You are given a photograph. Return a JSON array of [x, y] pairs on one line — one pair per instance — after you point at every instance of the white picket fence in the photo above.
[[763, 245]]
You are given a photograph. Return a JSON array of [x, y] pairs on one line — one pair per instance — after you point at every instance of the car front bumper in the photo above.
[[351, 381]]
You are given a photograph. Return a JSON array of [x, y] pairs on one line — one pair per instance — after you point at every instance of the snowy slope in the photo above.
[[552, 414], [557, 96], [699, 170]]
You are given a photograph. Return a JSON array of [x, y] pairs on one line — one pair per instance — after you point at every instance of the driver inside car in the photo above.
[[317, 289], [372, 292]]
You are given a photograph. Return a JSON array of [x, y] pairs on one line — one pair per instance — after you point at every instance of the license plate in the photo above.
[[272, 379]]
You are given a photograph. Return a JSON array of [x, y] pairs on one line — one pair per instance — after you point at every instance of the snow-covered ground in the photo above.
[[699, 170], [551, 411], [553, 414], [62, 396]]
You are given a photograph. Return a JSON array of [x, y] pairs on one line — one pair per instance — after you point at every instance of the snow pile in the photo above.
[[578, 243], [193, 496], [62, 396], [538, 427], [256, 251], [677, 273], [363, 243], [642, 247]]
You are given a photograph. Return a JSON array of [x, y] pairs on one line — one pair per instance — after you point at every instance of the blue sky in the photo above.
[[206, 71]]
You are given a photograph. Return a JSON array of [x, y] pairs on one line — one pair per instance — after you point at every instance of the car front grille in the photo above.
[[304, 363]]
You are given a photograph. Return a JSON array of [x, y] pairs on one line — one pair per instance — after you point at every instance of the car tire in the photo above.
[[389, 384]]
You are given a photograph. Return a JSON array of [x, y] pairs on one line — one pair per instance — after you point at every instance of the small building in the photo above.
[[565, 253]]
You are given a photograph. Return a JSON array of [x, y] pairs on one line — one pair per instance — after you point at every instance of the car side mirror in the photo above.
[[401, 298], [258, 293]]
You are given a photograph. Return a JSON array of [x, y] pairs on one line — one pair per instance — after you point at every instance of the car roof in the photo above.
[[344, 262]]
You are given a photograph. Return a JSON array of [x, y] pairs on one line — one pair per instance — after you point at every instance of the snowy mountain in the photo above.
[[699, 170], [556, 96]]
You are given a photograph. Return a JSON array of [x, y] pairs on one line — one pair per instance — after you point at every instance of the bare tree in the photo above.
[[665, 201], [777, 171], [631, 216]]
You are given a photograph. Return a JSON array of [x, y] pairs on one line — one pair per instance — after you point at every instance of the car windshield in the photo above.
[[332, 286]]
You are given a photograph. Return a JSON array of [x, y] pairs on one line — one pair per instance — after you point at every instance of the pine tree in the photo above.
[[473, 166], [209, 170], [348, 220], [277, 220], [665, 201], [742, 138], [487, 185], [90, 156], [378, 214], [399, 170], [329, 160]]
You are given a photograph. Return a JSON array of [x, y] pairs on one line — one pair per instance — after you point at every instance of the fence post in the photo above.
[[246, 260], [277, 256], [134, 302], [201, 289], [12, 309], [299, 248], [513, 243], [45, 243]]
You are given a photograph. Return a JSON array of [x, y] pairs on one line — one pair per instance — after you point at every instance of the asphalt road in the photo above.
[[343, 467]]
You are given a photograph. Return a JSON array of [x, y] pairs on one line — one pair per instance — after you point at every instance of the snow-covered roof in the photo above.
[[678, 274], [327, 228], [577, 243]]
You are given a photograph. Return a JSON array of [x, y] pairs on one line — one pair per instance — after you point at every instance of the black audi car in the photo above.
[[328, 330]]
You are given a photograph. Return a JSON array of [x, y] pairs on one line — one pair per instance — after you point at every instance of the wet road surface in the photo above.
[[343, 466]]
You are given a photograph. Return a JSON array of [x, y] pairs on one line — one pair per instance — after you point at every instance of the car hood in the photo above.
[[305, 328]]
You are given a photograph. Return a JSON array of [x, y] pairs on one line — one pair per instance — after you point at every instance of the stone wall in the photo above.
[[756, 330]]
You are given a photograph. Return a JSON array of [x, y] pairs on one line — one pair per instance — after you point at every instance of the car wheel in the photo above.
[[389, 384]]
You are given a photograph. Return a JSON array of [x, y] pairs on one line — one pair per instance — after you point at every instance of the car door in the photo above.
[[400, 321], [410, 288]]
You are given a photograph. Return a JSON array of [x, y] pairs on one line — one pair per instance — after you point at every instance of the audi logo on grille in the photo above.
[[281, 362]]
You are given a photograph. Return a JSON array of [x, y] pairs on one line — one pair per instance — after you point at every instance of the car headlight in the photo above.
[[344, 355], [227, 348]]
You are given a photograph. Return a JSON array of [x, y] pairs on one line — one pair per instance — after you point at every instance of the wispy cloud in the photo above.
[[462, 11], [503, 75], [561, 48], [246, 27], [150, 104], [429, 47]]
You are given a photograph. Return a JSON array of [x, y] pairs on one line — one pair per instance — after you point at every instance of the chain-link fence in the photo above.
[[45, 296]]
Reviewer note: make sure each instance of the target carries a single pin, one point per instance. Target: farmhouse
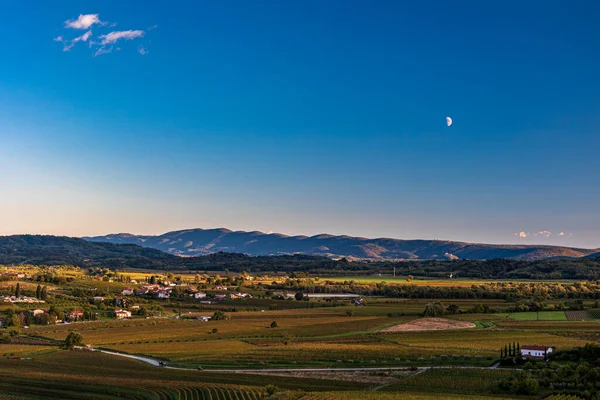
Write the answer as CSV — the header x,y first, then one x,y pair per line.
x,y
283,295
535,351
121,314
22,299
75,315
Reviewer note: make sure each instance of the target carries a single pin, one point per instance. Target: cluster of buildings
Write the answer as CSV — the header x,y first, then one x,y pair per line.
x,y
21,299
165,291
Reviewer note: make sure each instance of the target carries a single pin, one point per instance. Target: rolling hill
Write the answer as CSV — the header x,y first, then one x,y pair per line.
x,y
196,242
55,250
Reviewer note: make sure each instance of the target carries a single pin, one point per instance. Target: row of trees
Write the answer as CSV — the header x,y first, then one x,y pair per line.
x,y
41,292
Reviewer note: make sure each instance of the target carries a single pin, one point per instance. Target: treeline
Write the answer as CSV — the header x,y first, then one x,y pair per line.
x,y
509,291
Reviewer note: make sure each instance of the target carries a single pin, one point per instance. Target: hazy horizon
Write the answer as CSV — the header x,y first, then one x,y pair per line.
x,y
299,119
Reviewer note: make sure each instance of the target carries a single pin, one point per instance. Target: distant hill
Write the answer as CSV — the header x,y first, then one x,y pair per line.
x,y
54,250
196,242
58,250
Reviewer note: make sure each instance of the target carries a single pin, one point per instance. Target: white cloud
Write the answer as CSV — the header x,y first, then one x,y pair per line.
x,y
84,21
100,44
68,44
103,50
113,37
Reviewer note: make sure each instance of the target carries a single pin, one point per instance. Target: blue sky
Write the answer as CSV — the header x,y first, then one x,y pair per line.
x,y
302,117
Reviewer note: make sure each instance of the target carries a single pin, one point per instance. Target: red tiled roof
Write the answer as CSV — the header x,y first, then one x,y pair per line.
x,y
539,348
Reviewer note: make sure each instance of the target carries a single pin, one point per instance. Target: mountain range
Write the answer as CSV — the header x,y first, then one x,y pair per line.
x,y
197,242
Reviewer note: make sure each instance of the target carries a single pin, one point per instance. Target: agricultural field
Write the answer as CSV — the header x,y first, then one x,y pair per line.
x,y
386,346
539,316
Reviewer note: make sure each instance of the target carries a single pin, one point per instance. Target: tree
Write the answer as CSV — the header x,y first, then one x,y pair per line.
x,y
452,309
220,315
271,390
73,339
434,309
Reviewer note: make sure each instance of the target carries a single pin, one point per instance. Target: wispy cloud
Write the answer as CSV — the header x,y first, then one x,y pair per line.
x,y
113,37
68,44
84,21
103,50
101,44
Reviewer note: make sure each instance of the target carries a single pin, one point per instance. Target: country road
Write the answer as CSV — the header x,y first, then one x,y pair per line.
x,y
269,370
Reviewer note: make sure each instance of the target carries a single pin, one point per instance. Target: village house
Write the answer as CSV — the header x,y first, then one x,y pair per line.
x,y
22,299
122,314
238,295
284,296
535,351
75,315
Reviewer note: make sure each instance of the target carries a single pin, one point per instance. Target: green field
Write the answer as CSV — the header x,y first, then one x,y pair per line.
x,y
539,316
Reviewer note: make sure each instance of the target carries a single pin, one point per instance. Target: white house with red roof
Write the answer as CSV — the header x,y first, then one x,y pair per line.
x,y
536,351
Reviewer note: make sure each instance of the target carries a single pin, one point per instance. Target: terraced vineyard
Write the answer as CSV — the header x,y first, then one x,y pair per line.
x,y
393,396
207,393
577,315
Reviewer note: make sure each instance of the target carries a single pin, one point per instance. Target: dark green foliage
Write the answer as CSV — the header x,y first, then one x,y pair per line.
x,y
434,310
220,315
520,383
73,339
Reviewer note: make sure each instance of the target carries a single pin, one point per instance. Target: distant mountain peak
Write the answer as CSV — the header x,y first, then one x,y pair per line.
x,y
196,242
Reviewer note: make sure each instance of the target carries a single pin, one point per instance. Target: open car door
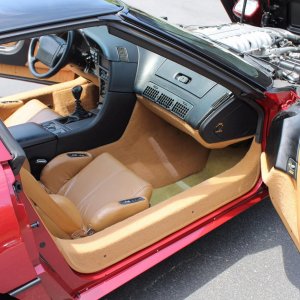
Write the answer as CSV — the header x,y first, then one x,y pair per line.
x,y
280,168
13,64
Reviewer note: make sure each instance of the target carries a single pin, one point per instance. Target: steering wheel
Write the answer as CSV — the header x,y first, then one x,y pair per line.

• [Instructions to follow] Search the listing above for the string "hill" and return each line it appears on.

• [Final answer]
Reviewer note: make sure each instance of the target carries a single pin, one point per instance. Target: rolling hill
Reviewer note: make sure each instance of the target carries a single pin, one point per instance. Target: distant hill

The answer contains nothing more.